Классификация, предложенная Аарне, далека от совершенства и вызывает немало нареканий. Прежде всего, построена она на разномерных основаниях и поэтому дает перекрещивающиеся членения - одна и та же сказка в зависимости от того, какой признак будет положен в основу классификации, может попасть в разные рубрики. По главные претензии к этой классификации связаны с тем, что опирается она преимущественно на европейский материал и выглядит тем менее универсальной, чем далее углубляемся мы в Азию, Африку, Океанию или Америку. Однако при всех своих недостатках она сыграла и продолжает играть положительную роль, открывая возможность более или менее надежных суждений о мере типического (или, наоборот, специфического) в том или ином национальном фольклоре.

Количество индийских сказочных сюжетов, судя по специальному региональному указателю Томпсона и Робертса, не так уж велико - оно не превышает 550 номеров (для сравнения можно напомнить, что 579 русских сказок одного лишь собрания Афанасьева представляют около 350 сюжетов). Правда, в указателе учтена только «живая» сказка; мифологический материал, а также сюжеты «нетипические», встретившиеся составителям менее чем в трех вариантах, в него не включались. Поэтому можно ожидать, что более тщательный сбор и регистрация сказок, особенно тех, которые рассказываются на многочисленных индийских диалектах и бесписьменных языках, откроют нам еще немало сюжетов. Что же касается предлагаемого читателю сборника, то он включает лишь относительно небольшую долю сказочного богатства Индии.

Сборник этот выходит вторым изданием (См.: Сказки народов Индии. М. -Л. 1964.). Новое издание значительно отличается от предыдущего своим составом - в нем заменено более трети сказок. Сделано это с тем, чтобы равномернее отразить сказки разных районов страны и особенно - малых народностей, которые в первом издании представлены не были. Учитывалось и своеобразие привлекаемых вновь сюжетов. Как и в первом издании, предпочтение здесь отдается «живой», изустно передаваемой сказке. Сюжетные совпадения со сказкой «литературной» немногочисленны. В большинстве таких случаев вполне можно допустить многовековое параллельное существование одних и тех же сюжетов в двух традициях - устной и письменной. Только на некоторых легендах из заключительного раздела сборника лежит явный отпечаток литературной обработки.

Записи разметки областей
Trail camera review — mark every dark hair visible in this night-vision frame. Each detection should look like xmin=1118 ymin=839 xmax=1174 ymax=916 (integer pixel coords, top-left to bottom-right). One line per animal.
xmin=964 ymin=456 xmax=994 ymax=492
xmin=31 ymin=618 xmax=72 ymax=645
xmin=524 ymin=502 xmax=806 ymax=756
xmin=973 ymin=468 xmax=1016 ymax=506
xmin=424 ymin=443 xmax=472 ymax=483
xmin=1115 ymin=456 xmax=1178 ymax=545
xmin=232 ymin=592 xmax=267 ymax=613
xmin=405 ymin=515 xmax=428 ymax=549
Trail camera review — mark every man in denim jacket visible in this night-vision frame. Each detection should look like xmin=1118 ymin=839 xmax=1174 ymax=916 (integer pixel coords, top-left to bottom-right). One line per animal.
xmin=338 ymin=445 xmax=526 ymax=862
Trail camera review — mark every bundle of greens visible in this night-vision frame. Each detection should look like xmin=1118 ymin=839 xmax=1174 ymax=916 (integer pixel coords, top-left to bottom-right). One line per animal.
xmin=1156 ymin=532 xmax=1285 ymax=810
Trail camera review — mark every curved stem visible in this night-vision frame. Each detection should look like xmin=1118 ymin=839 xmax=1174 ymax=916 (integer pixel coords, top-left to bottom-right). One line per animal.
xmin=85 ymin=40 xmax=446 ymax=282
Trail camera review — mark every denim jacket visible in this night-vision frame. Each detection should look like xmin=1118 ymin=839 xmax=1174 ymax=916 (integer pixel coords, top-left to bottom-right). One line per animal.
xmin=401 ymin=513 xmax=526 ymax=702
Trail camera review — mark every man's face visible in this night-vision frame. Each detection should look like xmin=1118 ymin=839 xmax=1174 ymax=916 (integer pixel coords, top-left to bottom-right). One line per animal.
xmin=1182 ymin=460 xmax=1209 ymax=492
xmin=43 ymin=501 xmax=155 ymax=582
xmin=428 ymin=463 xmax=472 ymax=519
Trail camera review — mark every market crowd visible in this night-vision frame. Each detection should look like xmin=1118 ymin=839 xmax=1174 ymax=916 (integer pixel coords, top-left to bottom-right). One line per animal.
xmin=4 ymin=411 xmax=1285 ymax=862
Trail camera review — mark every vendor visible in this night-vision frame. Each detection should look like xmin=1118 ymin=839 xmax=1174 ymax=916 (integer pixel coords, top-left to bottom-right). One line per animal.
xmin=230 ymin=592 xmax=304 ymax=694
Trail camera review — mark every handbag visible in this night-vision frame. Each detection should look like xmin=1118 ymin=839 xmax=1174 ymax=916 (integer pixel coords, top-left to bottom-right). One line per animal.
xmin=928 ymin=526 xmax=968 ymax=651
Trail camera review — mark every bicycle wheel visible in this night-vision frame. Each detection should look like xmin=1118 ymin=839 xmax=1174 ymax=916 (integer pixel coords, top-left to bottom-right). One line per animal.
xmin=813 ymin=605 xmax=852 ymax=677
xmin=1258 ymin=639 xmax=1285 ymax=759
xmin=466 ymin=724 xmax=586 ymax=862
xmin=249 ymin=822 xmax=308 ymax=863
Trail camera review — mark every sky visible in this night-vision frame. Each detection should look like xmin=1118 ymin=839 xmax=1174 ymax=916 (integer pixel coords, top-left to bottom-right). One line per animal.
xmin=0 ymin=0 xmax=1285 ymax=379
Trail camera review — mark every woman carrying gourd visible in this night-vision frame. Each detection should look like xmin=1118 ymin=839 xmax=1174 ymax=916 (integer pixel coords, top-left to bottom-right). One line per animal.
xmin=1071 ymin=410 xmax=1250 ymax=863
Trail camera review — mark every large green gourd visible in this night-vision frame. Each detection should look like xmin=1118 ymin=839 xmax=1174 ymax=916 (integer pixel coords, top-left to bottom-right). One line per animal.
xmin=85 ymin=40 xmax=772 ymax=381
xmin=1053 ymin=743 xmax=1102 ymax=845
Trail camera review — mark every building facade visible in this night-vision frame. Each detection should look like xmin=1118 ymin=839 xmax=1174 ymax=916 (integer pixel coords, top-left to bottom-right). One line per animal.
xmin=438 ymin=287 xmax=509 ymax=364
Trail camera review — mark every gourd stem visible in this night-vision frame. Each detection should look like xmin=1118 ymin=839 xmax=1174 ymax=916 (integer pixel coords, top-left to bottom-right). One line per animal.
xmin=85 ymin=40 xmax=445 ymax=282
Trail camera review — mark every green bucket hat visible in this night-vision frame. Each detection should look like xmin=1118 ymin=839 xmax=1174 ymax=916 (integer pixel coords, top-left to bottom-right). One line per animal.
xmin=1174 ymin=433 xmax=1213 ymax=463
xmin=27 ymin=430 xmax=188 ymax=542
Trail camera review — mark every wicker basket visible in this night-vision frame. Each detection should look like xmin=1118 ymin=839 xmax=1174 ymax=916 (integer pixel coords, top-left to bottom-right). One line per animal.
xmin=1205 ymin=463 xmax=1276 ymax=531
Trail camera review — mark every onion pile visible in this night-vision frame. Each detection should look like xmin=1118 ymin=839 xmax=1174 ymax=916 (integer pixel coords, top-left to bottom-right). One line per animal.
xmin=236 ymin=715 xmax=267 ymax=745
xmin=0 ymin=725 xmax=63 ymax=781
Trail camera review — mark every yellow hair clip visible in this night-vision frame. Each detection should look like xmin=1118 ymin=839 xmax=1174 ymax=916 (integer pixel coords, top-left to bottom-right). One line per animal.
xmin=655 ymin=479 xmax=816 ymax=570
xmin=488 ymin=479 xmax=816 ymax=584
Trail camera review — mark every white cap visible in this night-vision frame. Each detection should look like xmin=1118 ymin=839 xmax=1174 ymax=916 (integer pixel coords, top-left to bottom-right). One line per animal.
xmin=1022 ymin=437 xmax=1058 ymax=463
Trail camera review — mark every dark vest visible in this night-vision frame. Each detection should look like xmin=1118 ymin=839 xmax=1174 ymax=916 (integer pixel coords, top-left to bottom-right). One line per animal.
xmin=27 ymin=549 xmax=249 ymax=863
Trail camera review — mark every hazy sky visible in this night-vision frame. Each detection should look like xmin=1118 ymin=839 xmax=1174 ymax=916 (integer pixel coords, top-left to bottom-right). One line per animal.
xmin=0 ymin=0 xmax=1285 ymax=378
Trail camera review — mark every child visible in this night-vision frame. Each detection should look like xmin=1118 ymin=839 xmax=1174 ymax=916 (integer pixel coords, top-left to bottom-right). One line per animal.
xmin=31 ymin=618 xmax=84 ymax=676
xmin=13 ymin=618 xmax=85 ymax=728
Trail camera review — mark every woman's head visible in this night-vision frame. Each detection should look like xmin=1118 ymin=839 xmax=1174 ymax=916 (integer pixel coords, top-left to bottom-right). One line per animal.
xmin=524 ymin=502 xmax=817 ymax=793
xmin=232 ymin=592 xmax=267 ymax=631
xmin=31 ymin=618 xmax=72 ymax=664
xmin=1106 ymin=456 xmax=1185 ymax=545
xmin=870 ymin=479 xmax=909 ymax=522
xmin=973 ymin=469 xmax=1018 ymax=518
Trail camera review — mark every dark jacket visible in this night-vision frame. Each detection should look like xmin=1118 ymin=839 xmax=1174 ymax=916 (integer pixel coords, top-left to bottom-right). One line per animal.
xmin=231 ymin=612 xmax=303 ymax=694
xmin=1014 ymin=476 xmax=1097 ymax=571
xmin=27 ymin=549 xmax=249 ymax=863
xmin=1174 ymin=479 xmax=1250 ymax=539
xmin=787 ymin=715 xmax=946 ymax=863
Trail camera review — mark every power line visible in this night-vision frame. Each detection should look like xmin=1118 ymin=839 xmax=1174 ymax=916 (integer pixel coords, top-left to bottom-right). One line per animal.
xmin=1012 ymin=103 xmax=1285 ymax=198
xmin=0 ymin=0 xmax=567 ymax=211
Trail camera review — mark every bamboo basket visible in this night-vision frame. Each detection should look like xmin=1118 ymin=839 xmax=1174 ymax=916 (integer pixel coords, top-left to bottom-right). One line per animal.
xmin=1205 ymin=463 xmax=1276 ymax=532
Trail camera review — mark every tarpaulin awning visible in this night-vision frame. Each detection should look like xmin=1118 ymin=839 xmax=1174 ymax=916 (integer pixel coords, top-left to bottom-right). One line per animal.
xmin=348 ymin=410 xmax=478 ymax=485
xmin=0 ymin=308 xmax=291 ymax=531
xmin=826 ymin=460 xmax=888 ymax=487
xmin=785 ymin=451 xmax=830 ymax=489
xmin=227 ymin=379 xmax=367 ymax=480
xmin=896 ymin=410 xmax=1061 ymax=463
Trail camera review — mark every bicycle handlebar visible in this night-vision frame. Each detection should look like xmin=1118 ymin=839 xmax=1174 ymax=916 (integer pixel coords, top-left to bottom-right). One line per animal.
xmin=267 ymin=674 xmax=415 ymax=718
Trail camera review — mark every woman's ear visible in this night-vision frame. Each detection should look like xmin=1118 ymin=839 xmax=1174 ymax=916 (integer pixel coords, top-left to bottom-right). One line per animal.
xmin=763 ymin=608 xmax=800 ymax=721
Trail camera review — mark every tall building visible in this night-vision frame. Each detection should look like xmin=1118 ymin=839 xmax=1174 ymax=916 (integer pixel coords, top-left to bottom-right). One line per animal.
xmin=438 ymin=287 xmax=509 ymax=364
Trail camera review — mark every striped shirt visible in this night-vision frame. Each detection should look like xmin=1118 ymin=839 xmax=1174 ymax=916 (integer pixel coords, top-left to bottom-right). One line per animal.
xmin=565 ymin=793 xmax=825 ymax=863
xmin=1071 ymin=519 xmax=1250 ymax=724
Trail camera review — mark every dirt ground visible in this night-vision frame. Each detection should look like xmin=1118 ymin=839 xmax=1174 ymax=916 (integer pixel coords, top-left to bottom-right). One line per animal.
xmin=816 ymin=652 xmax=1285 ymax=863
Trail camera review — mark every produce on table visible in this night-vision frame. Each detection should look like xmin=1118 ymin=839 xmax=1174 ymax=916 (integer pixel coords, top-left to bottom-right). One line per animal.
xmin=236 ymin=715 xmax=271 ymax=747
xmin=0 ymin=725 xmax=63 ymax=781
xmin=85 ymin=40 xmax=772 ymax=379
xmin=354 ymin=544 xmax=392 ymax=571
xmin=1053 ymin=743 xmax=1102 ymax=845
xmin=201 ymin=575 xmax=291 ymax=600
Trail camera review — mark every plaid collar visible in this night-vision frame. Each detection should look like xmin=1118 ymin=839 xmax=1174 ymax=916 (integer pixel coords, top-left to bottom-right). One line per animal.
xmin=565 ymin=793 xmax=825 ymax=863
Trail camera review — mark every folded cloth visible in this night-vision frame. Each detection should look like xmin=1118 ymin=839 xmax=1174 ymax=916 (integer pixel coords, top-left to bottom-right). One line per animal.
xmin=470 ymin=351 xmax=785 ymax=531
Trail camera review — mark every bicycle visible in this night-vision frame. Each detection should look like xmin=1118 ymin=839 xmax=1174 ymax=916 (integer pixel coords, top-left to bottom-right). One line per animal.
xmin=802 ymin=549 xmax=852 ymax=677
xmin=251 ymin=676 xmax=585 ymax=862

Что нужно сделать ▸
1. Отредактируйте фрагмент о сказках Индии: перепишите его, начиная со слов «Количество индийских сказочных» и заканчивая словами «сказочного богатства Индии.», и замените при этом «тщательный» на «полный».
2. Продолжите фрагмент о сборнике индийских сказок. Начните сразу после его последнего предложения.

Ответы по заданиям ▸
1.
Количество индийских сказочных сюжетов, судя по специальному региональному указателю Томпсона и Робертса, не так уж велико - оно не превышает 550 номеров (для сравнения можно напомнить, что 579 русских сказок одного лишь собрания Афанасьева представляют около 350 сюжетов). Правда, в указателе учтена только «живая» сказка; мифологический материал, а также сюжеты «нетипические», встретившиеся составителям менее чем в трех вариантах, в него не включались. Поэтому можно ожидать, что более полный сбор и регистрация сказок, особенно тех, которые рассказываются на многочисленных индийских диалектах и бесписьменных языках, откроют нам еще немало сюжетов. Что же касается предлагаемого читателю сборника, то он включает лишь относительно небольшую долю сказочного богатства Индии.

2.
Наиболее значительную группу составляют в сборнике сказки, распространенные в центральных областях Северной Индии (штаты Уттар Прадеш, Бихар, Мадхья Прадеш, Хариана), где основным письменным языком служит хинди. Вошли сюда сказки и из таких национальных районов, как Бенгалия, Панджаб, Кашмир, Махараштра, а также из южных штатов Андхра Прадеш и Тамилнаду, где говорят на языках обособленной, дравидской, семьи - телугу и тамильском. Малые дравидские народности, во многом сохраняющие племенной образ жизни, представлены сказками кота, парджи и пенго; народы мунда, потомки одной из древнейших групп населения страны, - сантальскими и корку. Конкретные сведения о локальной или племенной принадлежности каждой сказки сообщаются в примечаниях.

В предисловии к первому изданию было рассказано о том, в каких условиях бытует индийская сказка, когда и как началось ее собирание. К сказанному там можно добавить, что по мере социальных и культурных преобразований сказка в Индии все более вытесняется из повседневной жизни, подобно тому, как это происходило в Европе, а затем и в России. Не сказочные чудеса, а глубокие социальные перемены, происходящие у всех на глазах и изо дня в день меняющие лицо страны, владеют теперь умами индийских крестьян. Редеют ряды бродячих «святых» - факиров и садху - носителей древних преданий. Даже дети, связанные со школой и знакомые с книгой, все реже осаждают стареньких бабушек требованиями рассказать сказку, - отмечает современный исследователь бихарского фольклора П. Рой Чоудхри. Только национальные меньшинства еще в какой-то мере хранят прежние традиции, и порой можно видеть, как в разгар жаркого дня сантальские мальчики-пастушки, собравшись под тенью дерева, слушают старую сказку, в то время как их скот лениво бродит вокруг.

Индийские фольклористы хорошо сознают, что сохранить исчезающее богатство живого народного слова можно только упорной и планомерной работой, которую не отложишь на завтра. После освобождения Индии от колониального гнета и образования республики в разных концах страны - в Панджабе, Брадже, Бихаре, Бенгалии - один за другим появляются новые сборники сказок и песен. Неравные по качеству записей, они все же выгодно отличаются от большинства изданий прошлого тем, что фольклор воспроизводится здесь большей частью не в переводах, а на тех диалектах, на которых услыхал его собиратель. Большую работу по сбору фольклора осуществляют также этнографы и лингвисты - исследователи малых народов и их языков. В частности, к записям, выполненным лингвистами, восходят приводимые в сборнике переводы сказок кота, парджи и пенго. Объединению усилий всех тех, кто интересуется индийским народным творчеством, служит журнал «Фольклор», выходящий в Калькутте.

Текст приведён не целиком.